Material provided:

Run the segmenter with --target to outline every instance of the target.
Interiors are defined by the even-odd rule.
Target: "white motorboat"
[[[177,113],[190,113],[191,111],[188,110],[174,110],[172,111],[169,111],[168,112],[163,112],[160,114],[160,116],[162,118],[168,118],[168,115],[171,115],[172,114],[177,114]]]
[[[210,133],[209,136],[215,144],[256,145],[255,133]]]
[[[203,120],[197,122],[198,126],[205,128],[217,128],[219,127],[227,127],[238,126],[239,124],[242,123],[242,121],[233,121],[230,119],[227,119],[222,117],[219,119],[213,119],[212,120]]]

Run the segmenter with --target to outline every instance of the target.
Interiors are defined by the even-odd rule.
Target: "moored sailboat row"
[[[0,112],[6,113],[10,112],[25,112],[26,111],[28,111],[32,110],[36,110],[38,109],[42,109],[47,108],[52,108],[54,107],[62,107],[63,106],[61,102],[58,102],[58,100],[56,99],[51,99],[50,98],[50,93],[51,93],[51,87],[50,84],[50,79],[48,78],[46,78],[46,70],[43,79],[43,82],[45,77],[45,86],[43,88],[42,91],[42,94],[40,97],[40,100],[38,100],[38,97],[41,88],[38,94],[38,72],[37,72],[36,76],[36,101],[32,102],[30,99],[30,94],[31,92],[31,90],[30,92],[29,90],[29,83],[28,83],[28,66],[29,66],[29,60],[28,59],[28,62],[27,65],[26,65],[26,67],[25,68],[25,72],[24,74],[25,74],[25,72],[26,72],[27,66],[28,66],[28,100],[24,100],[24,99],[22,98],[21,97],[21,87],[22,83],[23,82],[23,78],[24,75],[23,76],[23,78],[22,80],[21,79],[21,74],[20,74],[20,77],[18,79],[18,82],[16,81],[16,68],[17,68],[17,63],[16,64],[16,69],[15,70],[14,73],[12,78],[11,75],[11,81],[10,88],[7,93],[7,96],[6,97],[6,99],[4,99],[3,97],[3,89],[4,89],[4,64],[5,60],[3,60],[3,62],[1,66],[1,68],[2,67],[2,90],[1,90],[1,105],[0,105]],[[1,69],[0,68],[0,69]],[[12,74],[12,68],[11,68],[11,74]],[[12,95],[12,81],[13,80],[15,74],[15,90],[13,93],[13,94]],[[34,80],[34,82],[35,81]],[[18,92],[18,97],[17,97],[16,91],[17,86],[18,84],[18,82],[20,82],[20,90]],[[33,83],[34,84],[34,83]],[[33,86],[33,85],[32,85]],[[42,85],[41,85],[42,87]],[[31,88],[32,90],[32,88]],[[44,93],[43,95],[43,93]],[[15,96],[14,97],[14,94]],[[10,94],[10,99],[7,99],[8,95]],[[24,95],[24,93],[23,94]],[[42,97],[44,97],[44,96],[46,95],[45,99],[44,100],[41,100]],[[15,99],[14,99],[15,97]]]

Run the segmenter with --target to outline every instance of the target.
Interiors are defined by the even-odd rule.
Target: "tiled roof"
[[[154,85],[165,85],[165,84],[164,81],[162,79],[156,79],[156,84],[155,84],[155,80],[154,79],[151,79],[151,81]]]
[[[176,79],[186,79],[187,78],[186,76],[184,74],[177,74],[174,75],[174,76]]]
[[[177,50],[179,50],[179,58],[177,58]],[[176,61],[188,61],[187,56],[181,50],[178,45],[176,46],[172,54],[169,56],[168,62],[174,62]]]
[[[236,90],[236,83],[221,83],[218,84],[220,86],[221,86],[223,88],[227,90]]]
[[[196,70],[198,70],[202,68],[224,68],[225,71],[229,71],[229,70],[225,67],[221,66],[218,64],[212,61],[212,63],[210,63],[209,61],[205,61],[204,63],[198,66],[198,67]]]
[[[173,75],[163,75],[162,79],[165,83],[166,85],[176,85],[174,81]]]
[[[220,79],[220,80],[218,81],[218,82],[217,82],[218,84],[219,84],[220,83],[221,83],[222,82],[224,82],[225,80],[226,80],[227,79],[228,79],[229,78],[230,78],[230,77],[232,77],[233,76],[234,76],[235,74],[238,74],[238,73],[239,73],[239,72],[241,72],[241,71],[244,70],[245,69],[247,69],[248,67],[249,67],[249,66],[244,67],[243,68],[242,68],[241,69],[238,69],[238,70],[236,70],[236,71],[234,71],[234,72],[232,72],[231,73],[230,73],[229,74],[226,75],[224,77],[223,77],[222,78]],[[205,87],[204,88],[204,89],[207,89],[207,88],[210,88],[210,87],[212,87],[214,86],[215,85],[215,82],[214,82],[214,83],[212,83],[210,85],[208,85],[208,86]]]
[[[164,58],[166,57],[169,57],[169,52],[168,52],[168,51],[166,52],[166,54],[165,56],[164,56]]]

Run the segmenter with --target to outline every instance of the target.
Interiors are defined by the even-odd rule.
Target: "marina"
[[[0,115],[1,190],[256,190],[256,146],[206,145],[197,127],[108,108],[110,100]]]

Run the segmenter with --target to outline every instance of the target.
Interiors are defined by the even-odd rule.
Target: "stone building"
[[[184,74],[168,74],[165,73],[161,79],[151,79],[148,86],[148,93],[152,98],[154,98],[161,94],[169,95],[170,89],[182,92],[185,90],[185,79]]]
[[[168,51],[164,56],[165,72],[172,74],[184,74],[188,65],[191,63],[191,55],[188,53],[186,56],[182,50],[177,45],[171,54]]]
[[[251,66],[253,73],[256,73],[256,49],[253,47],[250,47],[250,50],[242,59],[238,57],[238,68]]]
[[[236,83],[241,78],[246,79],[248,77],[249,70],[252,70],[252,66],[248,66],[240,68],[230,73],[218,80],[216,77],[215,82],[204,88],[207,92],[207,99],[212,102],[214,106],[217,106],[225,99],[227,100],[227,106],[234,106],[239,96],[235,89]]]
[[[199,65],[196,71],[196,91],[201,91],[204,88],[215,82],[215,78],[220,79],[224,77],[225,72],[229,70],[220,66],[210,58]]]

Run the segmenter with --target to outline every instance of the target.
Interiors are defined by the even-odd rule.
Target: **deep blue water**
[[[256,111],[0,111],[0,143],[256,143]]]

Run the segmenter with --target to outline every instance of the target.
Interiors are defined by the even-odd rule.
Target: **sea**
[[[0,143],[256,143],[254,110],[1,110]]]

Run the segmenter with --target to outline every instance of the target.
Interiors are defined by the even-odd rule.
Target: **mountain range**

What to produce: Rescale everything from the start of the material down to the line containing "[[[210,133],[209,136],[215,144],[256,145],[255,133]]]", both included. Reproduce those lines with their requests, multiplying every polygon coordinate in the answers by 1.3 and rounding to whole numbers, with halves rounded up.

Complete answer:
Run the segmenter with --target to outline every instance of the target.
Interiors are defined by the even-odd rule.
Target: "white motorboat"
[[[230,147],[247,147],[248,144],[244,143],[226,143],[224,144],[220,144],[218,146],[212,146],[208,148],[208,151],[211,153],[218,153],[218,150],[222,150],[224,148],[230,148]]]
[[[273,173],[272,177],[280,187],[333,189],[332,173]]]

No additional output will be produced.